Stored records:
###

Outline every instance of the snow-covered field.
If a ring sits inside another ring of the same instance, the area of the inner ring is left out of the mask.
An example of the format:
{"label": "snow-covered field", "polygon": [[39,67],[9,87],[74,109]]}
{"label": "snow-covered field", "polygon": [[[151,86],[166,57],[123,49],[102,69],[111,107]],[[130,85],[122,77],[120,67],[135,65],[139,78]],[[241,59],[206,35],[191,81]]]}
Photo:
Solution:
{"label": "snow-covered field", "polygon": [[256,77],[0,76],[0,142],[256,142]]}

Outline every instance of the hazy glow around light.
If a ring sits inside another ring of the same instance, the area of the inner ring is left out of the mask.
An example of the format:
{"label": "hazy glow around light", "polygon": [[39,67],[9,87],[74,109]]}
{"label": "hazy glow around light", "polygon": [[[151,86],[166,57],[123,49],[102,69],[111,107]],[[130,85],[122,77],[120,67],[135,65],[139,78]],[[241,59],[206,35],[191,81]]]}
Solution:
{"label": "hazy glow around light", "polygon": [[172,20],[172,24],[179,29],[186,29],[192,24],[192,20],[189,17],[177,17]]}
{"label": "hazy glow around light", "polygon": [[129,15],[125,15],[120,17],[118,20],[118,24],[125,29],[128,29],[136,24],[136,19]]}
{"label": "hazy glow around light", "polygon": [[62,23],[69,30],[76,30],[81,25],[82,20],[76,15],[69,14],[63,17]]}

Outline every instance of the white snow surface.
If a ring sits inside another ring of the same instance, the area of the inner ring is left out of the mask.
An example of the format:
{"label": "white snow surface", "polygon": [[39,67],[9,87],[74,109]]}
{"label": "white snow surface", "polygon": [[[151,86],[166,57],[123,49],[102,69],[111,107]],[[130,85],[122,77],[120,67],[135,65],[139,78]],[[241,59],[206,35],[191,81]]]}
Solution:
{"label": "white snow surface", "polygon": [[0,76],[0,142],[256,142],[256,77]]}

###

Exercise objective:
Render every line of the items above as a JSON list of strings, one string per line, with blank lines left out.

Answer to the exercise:
[
  "Outline every instance of the snow-covered field.",
  "If a ring sits inside another ring of the same instance, the area of the inner ring is left out of the mask.",
  "An example of the format:",
  "{\"label\": \"snow-covered field\", \"polygon\": [[39,67],[9,87],[74,109]]}",
  "{\"label\": \"snow-covered field\", \"polygon\": [[[151,86],[166,57],[123,49],[102,69],[111,107]],[[130,85],[122,77],[120,67],[135,65],[139,78]],[[241,59],[206,35],[191,81]]]}",
  "Photo:",
  "Solution:",
  "{\"label\": \"snow-covered field\", \"polygon\": [[256,77],[0,76],[0,142],[256,142]]}",
  "Outline every instance of the hazy glow around light.",
  "If a ring sits inside another ring of the same instance, the area of the inner ring is left out of the mask.",
  "An example of the format:",
  "{\"label\": \"hazy glow around light\", \"polygon\": [[39,67],[9,87],[74,109]]}",
  "{\"label\": \"hazy glow around light\", \"polygon\": [[[151,86],[166,57],[123,49],[102,69],[111,107]],[[130,85],[122,77],[120,67],[135,65],[139,78]],[[241,59],[206,35],[191,81]]]}",
  "Solution:",
  "{\"label\": \"hazy glow around light\", \"polygon\": [[172,20],[172,24],[179,29],[186,29],[192,24],[192,20],[189,17],[177,17]]}",
  "{\"label\": \"hazy glow around light\", \"polygon\": [[129,15],[125,15],[120,17],[118,20],[118,24],[125,29],[128,29],[136,24],[136,19]]}",
  "{\"label\": \"hazy glow around light\", \"polygon\": [[62,23],[69,30],[76,30],[81,25],[82,20],[76,15],[69,14],[63,17]]}",
  "Outline every instance of the white snow surface.",
  "If a ring sits inside another ring of the same instance, the area of the inner ring is left out of the mask.",
  "An example of the format:",
  "{\"label\": \"white snow surface\", \"polygon\": [[39,67],[9,87],[74,109]]}",
  "{\"label\": \"white snow surface\", \"polygon\": [[[151,86],[166,57],[123,49],[102,69],[111,107]],[[130,85],[122,77],[120,67],[135,65],[139,78]],[[241,59],[206,35],[191,81]]]}",
  "Solution:",
  "{\"label\": \"white snow surface\", \"polygon\": [[0,76],[0,142],[256,142],[256,77]]}"
]